What you should do:
Look below. Copy each line that has "positive" in it.

*** Opening of Records to process ***

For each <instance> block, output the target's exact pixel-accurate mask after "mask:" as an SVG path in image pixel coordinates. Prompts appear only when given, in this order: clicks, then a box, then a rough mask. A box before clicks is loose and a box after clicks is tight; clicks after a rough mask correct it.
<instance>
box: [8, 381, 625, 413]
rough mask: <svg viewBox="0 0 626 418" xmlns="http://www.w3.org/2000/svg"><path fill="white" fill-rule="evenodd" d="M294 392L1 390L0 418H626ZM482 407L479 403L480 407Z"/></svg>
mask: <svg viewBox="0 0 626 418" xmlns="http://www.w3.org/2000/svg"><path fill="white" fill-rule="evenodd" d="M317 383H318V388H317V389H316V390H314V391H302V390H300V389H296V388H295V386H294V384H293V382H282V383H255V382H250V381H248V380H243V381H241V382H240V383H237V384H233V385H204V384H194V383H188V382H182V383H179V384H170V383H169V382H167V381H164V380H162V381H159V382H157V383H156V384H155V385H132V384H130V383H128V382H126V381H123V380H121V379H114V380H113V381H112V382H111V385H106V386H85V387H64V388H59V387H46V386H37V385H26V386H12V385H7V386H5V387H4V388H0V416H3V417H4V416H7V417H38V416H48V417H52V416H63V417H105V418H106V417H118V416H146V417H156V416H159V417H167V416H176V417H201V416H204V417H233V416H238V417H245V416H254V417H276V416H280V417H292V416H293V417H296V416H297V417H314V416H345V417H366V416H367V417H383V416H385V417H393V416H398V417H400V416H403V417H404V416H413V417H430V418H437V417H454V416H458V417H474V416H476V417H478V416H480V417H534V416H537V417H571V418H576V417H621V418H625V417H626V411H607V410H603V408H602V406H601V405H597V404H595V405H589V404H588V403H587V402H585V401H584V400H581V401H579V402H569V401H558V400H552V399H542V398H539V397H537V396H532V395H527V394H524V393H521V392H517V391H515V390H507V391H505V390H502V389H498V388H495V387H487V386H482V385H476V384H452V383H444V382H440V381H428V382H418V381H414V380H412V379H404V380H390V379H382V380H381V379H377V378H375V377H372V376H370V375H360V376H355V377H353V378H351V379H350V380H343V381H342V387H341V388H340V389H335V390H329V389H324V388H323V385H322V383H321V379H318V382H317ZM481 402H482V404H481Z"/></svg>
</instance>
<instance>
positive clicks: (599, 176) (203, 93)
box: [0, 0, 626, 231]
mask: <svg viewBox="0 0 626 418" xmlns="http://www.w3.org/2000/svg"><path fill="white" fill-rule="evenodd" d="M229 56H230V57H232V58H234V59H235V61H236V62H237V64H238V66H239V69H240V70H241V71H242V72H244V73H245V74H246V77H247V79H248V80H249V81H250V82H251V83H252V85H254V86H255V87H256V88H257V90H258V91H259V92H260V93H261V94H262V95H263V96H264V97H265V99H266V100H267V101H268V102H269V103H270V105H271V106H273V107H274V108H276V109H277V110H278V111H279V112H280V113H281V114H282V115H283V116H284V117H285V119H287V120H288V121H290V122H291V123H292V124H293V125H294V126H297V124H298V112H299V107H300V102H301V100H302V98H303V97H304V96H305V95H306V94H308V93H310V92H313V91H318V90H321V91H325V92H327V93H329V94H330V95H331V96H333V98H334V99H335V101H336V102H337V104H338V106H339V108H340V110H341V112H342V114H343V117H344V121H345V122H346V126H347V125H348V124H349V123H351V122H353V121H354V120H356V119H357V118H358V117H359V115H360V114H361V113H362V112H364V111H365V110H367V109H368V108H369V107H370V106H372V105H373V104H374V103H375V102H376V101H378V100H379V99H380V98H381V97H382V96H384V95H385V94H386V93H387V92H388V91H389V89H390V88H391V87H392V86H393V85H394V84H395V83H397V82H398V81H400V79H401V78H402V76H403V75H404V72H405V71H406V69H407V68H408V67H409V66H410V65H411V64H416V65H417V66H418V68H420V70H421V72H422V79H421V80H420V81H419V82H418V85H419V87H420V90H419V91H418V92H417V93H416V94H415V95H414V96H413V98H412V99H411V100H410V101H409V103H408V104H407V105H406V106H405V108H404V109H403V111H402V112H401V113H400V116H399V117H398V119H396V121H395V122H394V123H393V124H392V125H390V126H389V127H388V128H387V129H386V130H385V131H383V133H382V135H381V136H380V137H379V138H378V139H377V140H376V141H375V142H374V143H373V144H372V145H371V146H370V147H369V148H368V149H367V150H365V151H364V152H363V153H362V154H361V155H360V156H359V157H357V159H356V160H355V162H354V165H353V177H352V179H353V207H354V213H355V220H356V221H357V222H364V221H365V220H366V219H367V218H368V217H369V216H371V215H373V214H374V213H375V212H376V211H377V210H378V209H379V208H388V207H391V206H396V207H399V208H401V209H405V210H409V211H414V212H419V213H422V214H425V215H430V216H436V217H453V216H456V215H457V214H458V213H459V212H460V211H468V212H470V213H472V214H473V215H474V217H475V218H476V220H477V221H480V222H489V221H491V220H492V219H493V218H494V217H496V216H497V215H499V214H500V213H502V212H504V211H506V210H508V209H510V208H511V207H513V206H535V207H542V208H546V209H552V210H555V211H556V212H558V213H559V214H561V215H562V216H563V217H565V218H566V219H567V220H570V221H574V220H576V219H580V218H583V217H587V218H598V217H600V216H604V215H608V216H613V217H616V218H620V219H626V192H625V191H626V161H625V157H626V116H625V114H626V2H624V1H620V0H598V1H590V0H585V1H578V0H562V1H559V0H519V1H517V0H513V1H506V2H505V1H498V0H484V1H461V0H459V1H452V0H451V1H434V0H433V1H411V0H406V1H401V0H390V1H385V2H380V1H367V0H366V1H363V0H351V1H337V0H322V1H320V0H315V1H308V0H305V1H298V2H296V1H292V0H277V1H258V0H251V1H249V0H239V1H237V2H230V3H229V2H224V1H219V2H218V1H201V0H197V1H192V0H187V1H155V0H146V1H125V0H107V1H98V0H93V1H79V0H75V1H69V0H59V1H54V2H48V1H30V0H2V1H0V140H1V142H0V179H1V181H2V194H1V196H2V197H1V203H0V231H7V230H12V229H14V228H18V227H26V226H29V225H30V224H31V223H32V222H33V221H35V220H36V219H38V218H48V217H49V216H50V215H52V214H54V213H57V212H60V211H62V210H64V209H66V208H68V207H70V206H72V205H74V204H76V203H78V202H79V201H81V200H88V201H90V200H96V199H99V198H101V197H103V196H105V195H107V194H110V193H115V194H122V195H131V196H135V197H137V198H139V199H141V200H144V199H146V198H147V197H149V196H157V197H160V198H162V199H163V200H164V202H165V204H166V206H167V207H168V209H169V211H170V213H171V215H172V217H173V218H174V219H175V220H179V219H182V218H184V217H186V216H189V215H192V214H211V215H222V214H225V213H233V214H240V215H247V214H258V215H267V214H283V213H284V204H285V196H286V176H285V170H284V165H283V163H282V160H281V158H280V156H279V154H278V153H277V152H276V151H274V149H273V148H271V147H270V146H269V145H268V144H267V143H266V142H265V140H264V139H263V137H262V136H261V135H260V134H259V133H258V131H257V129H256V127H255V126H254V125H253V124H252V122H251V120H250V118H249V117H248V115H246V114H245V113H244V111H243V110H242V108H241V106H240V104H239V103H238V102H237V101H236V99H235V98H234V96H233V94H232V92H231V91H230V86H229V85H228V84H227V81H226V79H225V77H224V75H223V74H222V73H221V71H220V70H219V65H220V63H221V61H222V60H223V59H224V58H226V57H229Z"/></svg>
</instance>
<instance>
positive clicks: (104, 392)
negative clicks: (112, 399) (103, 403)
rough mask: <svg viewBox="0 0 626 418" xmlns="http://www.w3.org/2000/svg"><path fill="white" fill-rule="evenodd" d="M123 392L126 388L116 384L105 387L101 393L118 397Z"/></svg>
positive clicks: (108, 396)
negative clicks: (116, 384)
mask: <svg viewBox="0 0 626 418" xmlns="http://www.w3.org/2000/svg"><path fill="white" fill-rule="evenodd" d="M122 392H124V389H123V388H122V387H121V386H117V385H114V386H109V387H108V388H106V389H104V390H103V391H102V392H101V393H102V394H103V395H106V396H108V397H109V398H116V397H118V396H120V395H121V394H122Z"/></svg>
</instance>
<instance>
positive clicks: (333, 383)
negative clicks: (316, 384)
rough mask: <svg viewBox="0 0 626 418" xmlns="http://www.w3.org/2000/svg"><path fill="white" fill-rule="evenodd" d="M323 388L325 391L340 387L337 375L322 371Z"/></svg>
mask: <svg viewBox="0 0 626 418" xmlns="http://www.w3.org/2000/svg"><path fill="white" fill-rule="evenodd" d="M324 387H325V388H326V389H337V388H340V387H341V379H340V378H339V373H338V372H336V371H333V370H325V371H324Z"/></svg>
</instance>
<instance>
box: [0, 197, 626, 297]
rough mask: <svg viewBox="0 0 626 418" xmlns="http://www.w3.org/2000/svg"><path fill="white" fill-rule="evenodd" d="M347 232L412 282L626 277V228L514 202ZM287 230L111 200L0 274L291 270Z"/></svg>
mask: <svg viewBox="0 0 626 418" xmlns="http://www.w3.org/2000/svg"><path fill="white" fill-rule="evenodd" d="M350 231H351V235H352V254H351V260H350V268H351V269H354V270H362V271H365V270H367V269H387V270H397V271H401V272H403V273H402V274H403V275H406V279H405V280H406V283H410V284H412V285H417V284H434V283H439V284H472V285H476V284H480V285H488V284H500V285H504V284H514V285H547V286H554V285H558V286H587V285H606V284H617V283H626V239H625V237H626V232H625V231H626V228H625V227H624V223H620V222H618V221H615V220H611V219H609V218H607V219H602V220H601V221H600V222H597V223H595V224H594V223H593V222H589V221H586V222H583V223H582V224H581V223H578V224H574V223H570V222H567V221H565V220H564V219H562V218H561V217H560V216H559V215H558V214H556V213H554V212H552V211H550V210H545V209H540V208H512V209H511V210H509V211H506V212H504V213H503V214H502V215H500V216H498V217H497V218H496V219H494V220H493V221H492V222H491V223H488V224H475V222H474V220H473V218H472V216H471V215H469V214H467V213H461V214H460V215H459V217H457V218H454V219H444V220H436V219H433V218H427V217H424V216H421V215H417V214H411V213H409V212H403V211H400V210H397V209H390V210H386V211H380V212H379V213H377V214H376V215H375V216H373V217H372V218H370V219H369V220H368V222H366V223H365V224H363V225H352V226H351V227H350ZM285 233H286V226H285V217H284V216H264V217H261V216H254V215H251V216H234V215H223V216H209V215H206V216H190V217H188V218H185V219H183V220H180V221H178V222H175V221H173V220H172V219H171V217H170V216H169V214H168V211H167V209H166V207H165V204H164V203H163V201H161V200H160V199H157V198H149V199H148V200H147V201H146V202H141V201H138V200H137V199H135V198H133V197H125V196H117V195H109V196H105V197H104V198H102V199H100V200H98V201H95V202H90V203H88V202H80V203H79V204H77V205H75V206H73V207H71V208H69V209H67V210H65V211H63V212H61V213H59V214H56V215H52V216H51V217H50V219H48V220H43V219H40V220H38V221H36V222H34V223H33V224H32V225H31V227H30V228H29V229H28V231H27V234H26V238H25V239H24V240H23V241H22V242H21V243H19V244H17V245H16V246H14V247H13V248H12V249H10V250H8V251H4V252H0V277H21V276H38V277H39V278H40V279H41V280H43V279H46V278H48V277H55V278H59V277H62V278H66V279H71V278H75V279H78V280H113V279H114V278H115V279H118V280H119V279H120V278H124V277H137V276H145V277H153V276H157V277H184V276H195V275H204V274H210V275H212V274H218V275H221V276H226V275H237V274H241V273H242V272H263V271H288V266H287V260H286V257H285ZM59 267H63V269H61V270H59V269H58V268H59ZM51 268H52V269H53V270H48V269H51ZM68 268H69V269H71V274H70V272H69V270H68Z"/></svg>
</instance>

*** Close of Records to process ***

Response to this exercise:
positive clicks: (599, 176) (203, 93)
positive clicks: (104, 392)
positive clicks: (108, 396)
positive clicks: (333, 383)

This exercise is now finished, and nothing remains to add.